• **What to work on**:
Reproduce the data below word for word, omitting the pictures.
** START **
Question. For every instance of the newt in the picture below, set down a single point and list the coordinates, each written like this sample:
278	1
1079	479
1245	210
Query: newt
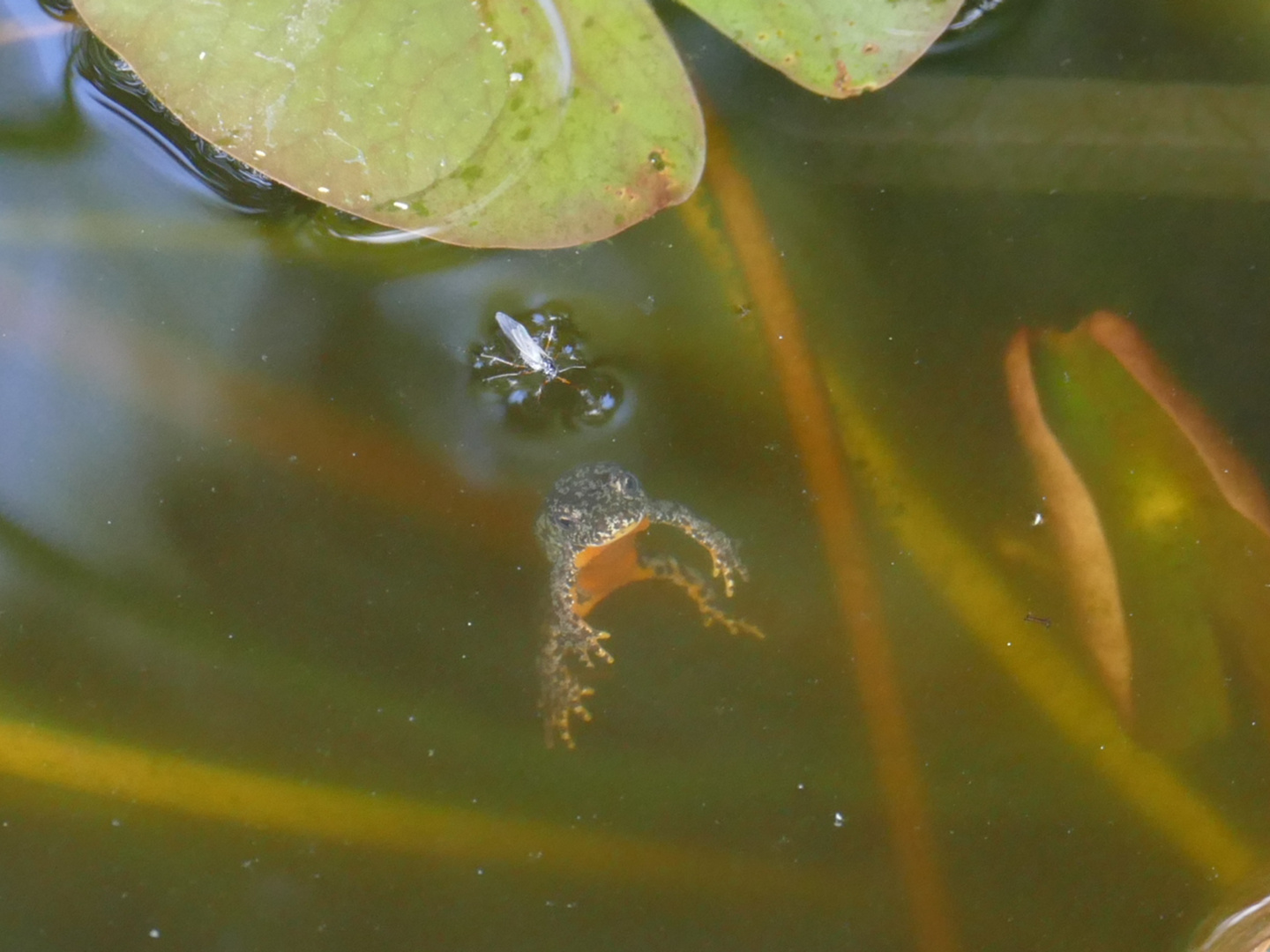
** END **
• **Task response**:
Question. For every instance of the newt in the picture below, set down a single point and list the coordinates, each written like this sample:
278	1
1079	479
1245	210
Query: newt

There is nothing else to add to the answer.